Required work. Put the listing below into a CSV with two columns, request and answer, one row per request text alongside its answer. Quote every field, turn line breaks into spaces, and leave the pictures out.

Stored items
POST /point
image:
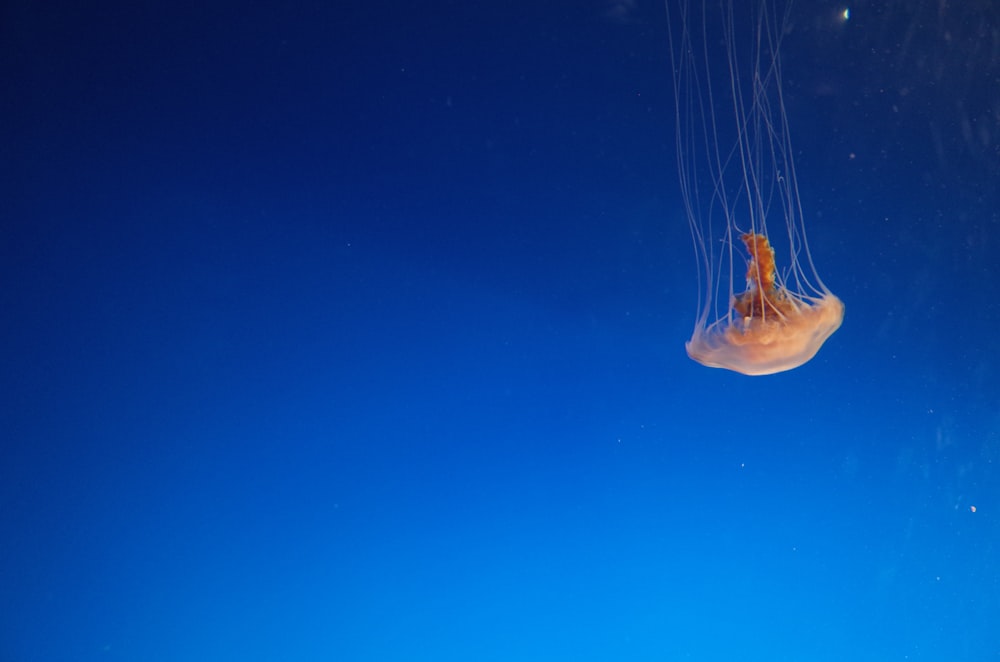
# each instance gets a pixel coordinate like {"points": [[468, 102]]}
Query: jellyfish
{"points": [[737, 175]]}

Final result.
request,answer
"POST /point image: # each instance gets a pixel coordinate like {""points"": [[468, 102]]} Query: jellyfish","{""points"": [[737, 175]]}"